Add -34 to every x and y coordinate in the answers in the part of the data that opens with the line containing "If you could tag each instance of the barred" and closes at the end of the data. Write out that whole part, including that first line and all the requests.

☆ ☆ ☆

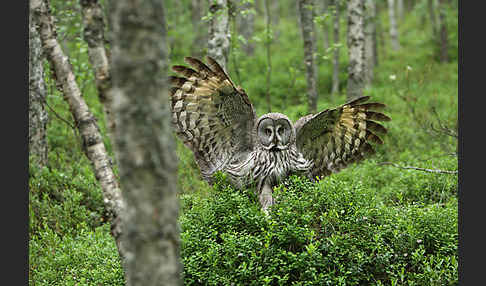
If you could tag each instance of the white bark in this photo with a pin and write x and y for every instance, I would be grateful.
(93, 145)
(144, 143)
(400, 10)
(37, 95)
(336, 40)
(393, 25)
(246, 22)
(356, 69)
(308, 35)
(370, 41)
(219, 35)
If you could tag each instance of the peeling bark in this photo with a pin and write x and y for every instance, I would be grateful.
(246, 26)
(370, 41)
(198, 28)
(144, 143)
(37, 95)
(356, 69)
(325, 27)
(308, 34)
(93, 145)
(94, 26)
(219, 36)
(336, 41)
(393, 25)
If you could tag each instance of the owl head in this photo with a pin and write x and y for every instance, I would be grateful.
(274, 132)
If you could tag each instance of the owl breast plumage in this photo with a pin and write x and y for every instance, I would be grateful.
(216, 120)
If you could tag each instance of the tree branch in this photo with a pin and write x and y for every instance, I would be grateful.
(437, 171)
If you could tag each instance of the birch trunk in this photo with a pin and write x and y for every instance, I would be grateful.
(219, 36)
(268, 43)
(145, 144)
(336, 42)
(325, 27)
(356, 69)
(37, 95)
(93, 145)
(94, 26)
(431, 5)
(393, 25)
(400, 10)
(444, 43)
(308, 34)
(198, 28)
(246, 24)
(370, 41)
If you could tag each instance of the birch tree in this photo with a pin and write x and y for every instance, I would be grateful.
(219, 35)
(93, 145)
(400, 10)
(37, 95)
(370, 40)
(432, 6)
(308, 34)
(198, 27)
(444, 42)
(93, 32)
(336, 42)
(145, 144)
(268, 42)
(246, 22)
(393, 25)
(355, 41)
(325, 27)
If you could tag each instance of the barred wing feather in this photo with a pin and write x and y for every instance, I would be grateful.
(210, 115)
(335, 138)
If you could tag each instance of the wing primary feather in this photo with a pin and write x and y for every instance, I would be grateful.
(358, 100)
(376, 116)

☆ ☆ ☆

Exercise output:
If you could tag each instance of the barred wing feather in this photo with a pin and write x and y for every instance, I would be grateful.
(176, 81)
(301, 104)
If you could tag each instance of the wing primary feather in this photo with a pin and write x and y for every instance, I would be grateful.
(324, 66)
(342, 82)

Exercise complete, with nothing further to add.